◆ WHAT YOU NEED TO DO: Copy out the final stretch of the listing: the line that contains "If you could pick out the man's ear" and all lines after it, exactly as they appear.

◆ DATA IN THIS EXERCISE:
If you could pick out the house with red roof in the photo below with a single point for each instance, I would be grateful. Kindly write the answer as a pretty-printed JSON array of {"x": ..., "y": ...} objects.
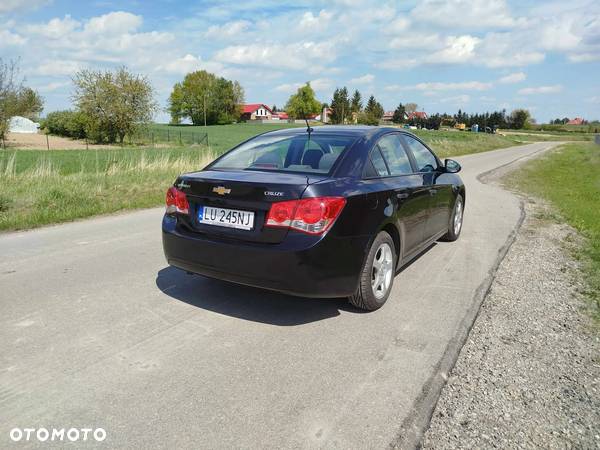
[
  {"x": 256, "y": 111},
  {"x": 416, "y": 115},
  {"x": 575, "y": 121},
  {"x": 280, "y": 115},
  {"x": 387, "y": 117}
]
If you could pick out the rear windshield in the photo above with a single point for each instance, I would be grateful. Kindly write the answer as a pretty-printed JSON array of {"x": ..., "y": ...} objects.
[{"x": 300, "y": 153}]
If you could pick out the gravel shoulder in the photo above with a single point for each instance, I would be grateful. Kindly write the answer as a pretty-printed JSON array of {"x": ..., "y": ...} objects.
[{"x": 529, "y": 374}]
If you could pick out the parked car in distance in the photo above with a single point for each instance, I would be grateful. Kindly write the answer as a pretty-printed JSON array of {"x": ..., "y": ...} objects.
[{"x": 332, "y": 211}]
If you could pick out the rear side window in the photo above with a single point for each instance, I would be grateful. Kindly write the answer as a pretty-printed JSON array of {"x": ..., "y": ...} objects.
[
  {"x": 426, "y": 161},
  {"x": 378, "y": 164},
  {"x": 299, "y": 153},
  {"x": 395, "y": 156}
]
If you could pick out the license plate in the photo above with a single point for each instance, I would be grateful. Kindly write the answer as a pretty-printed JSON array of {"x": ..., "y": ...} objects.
[{"x": 232, "y": 218}]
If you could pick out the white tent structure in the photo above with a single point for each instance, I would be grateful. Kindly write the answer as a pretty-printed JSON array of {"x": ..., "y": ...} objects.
[{"x": 20, "y": 124}]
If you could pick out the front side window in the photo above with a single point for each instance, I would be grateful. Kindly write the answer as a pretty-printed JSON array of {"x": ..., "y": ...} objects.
[
  {"x": 426, "y": 161},
  {"x": 299, "y": 153}
]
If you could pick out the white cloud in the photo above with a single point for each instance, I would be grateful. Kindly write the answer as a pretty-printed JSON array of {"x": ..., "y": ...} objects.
[
  {"x": 8, "y": 38},
  {"x": 302, "y": 55},
  {"x": 365, "y": 79},
  {"x": 56, "y": 68},
  {"x": 516, "y": 77},
  {"x": 56, "y": 28},
  {"x": 473, "y": 14},
  {"x": 508, "y": 50},
  {"x": 52, "y": 86},
  {"x": 417, "y": 41},
  {"x": 541, "y": 90},
  {"x": 465, "y": 85},
  {"x": 457, "y": 100},
  {"x": 114, "y": 22},
  {"x": 189, "y": 63},
  {"x": 457, "y": 50},
  {"x": 7, "y": 6},
  {"x": 318, "y": 84},
  {"x": 228, "y": 30},
  {"x": 312, "y": 23},
  {"x": 397, "y": 26}
]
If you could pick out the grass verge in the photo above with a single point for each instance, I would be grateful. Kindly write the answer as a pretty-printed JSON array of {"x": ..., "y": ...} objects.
[
  {"x": 40, "y": 187},
  {"x": 569, "y": 178}
]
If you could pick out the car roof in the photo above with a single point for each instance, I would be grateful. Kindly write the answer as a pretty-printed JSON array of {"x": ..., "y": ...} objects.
[{"x": 337, "y": 130}]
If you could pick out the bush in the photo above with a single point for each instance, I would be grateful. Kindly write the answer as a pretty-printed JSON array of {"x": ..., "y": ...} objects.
[
  {"x": 71, "y": 124},
  {"x": 367, "y": 119}
]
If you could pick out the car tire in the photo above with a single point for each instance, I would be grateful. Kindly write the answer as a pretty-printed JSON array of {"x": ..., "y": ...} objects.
[
  {"x": 377, "y": 275},
  {"x": 456, "y": 220}
]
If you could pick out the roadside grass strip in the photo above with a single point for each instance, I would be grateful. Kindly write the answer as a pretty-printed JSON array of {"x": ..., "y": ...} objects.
[{"x": 569, "y": 178}]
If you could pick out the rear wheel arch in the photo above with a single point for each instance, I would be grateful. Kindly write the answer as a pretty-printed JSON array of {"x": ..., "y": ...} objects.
[{"x": 391, "y": 229}]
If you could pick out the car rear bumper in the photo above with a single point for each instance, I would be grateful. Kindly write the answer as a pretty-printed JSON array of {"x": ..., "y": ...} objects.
[{"x": 301, "y": 265}]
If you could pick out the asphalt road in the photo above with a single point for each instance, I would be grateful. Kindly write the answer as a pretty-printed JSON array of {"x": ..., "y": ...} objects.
[{"x": 97, "y": 331}]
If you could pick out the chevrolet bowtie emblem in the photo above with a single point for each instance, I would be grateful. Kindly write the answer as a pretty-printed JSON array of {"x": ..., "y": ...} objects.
[{"x": 221, "y": 190}]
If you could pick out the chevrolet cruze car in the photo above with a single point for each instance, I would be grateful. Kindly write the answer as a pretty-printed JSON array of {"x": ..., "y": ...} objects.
[{"x": 332, "y": 211}]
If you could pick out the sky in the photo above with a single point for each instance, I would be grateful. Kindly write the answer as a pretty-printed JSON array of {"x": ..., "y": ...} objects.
[{"x": 476, "y": 55}]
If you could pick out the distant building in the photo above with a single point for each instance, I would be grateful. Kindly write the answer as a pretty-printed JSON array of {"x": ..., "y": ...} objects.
[
  {"x": 280, "y": 115},
  {"x": 575, "y": 121},
  {"x": 18, "y": 124},
  {"x": 387, "y": 117},
  {"x": 417, "y": 115},
  {"x": 325, "y": 115},
  {"x": 256, "y": 111}
]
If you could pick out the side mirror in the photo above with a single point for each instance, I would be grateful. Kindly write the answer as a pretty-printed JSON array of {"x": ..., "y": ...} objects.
[{"x": 451, "y": 166}]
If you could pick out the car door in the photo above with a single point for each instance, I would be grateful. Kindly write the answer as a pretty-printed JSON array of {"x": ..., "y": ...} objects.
[
  {"x": 430, "y": 169},
  {"x": 400, "y": 191}
]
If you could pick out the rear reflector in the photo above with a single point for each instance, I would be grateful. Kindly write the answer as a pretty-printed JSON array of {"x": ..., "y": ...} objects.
[
  {"x": 177, "y": 201},
  {"x": 309, "y": 215}
]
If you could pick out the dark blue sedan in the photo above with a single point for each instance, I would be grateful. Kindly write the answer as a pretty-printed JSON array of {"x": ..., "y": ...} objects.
[{"x": 332, "y": 211}]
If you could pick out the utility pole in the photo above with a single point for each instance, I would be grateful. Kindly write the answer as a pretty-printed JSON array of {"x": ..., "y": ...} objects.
[{"x": 205, "y": 109}]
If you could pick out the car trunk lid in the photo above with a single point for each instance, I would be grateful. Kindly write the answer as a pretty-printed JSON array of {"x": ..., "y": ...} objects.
[{"x": 240, "y": 190}]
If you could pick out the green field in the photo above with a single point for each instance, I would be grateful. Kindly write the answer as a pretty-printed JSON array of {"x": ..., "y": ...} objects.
[
  {"x": 40, "y": 187},
  {"x": 220, "y": 137},
  {"x": 569, "y": 179}
]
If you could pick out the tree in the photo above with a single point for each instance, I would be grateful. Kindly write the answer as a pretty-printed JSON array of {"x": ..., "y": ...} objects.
[
  {"x": 372, "y": 113},
  {"x": 410, "y": 108},
  {"x": 399, "y": 113},
  {"x": 116, "y": 103},
  {"x": 303, "y": 103},
  {"x": 30, "y": 103},
  {"x": 15, "y": 99},
  {"x": 205, "y": 98},
  {"x": 340, "y": 106},
  {"x": 374, "y": 108},
  {"x": 519, "y": 119},
  {"x": 356, "y": 102}
]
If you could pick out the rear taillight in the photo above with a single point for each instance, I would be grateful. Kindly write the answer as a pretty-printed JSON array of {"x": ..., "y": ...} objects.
[
  {"x": 310, "y": 215},
  {"x": 177, "y": 201}
]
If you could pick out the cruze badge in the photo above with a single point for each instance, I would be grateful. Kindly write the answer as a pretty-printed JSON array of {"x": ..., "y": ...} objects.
[{"x": 221, "y": 190}]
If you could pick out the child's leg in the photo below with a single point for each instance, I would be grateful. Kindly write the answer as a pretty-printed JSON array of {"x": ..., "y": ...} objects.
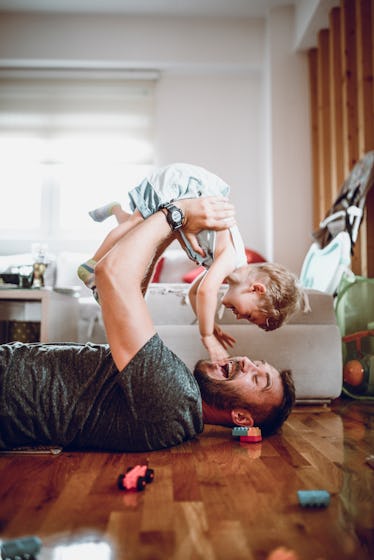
[
  {"x": 120, "y": 214},
  {"x": 86, "y": 271}
]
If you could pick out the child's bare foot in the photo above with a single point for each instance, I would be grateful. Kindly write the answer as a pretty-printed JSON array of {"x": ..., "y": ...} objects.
[{"x": 102, "y": 213}]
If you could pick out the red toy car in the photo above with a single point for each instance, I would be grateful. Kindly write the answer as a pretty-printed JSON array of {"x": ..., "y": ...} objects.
[{"x": 135, "y": 478}]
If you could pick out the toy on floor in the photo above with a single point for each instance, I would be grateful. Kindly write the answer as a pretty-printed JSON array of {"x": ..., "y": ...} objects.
[
  {"x": 20, "y": 549},
  {"x": 313, "y": 498},
  {"x": 135, "y": 478},
  {"x": 247, "y": 434}
]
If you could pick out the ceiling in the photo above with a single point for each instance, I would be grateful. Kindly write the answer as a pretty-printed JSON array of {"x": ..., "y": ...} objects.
[{"x": 219, "y": 8}]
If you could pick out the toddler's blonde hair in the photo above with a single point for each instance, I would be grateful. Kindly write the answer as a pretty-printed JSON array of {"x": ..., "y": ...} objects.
[{"x": 283, "y": 297}]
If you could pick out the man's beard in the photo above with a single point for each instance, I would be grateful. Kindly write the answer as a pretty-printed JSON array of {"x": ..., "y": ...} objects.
[{"x": 218, "y": 393}]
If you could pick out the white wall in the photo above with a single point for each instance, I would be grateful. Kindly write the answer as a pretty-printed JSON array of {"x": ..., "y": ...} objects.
[
  {"x": 213, "y": 105},
  {"x": 289, "y": 155}
]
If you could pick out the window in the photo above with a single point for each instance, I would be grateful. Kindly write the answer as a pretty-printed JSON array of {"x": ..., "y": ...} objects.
[{"x": 68, "y": 145}]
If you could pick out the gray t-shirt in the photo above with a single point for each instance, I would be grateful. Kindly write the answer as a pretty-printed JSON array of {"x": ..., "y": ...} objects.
[{"x": 73, "y": 396}]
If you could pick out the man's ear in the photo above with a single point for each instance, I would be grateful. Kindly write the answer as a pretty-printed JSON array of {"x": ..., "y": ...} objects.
[
  {"x": 258, "y": 287},
  {"x": 242, "y": 417}
]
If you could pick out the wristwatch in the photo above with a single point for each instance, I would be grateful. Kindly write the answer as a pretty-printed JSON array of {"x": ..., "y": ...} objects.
[{"x": 174, "y": 215}]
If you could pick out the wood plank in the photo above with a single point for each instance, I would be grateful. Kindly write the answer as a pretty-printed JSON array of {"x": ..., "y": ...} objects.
[
  {"x": 336, "y": 102},
  {"x": 365, "y": 66}
]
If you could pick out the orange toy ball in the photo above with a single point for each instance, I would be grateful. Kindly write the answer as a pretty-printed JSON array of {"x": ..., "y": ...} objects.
[{"x": 353, "y": 373}]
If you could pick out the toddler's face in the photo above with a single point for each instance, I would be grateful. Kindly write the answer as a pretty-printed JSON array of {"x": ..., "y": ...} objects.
[{"x": 244, "y": 303}]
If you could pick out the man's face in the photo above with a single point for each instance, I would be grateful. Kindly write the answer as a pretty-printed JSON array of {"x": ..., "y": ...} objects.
[{"x": 239, "y": 382}]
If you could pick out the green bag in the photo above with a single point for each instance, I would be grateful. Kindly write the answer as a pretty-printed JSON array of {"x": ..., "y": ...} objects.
[{"x": 354, "y": 308}]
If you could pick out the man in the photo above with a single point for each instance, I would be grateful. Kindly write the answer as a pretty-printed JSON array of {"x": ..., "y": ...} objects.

◆ EXERCISE OUTPUT:
If you could pick out the man's ear in the photo above with a single point for each instance, I would be grateful. Kindly write the answer as a pretty-printed JSON array of {"x": ..., "y": ...} objects.
[
  {"x": 258, "y": 287},
  {"x": 242, "y": 417}
]
If you could pick out the wristwatch in the photo above with a single point for each instance, I would be grateful. Kindly write the answer as a pretty-printed JSON array of {"x": ..., "y": ...} objects.
[{"x": 174, "y": 215}]
If you could pick out the wood plank in the photo above with a single point for each instance, I would be grateful. Kindly write the answer as a pretty-printed JSON array of {"x": ..., "y": ...} objects.
[
  {"x": 336, "y": 102},
  {"x": 365, "y": 66}
]
If you could pick out the orange toy ball in the photo above with a single point for each instance, I would be grateful. Kindly write the answer as a pretty-printed JSON array of {"x": ..., "y": ...} objects.
[{"x": 353, "y": 373}]
If you could pick out the toddler's face in the photo above with a single point for each instance, I would be grateful. Kindly write the answer as a pretty-printed JSON array of {"x": ..., "y": ...} objects.
[{"x": 244, "y": 303}]
If you could pick out the man's face in the photo above with a single point for each instance, I would be grateful. Kindly write the answer as a pretty-printed JSON array of {"x": ..., "y": ...} objects.
[{"x": 239, "y": 382}]
If you could pick out the green bag in the photo above with a single point for each instance, I would be grateful. Kindly write the answer as a pretty-printed JSON array of {"x": ..., "y": ...} objects.
[{"x": 354, "y": 308}]
If you could pick out the man in the photo above with a single point for each instance, I would be grateful. Kindly write the answer as a pretty-printed JSON array of {"x": ..., "y": ...} objects.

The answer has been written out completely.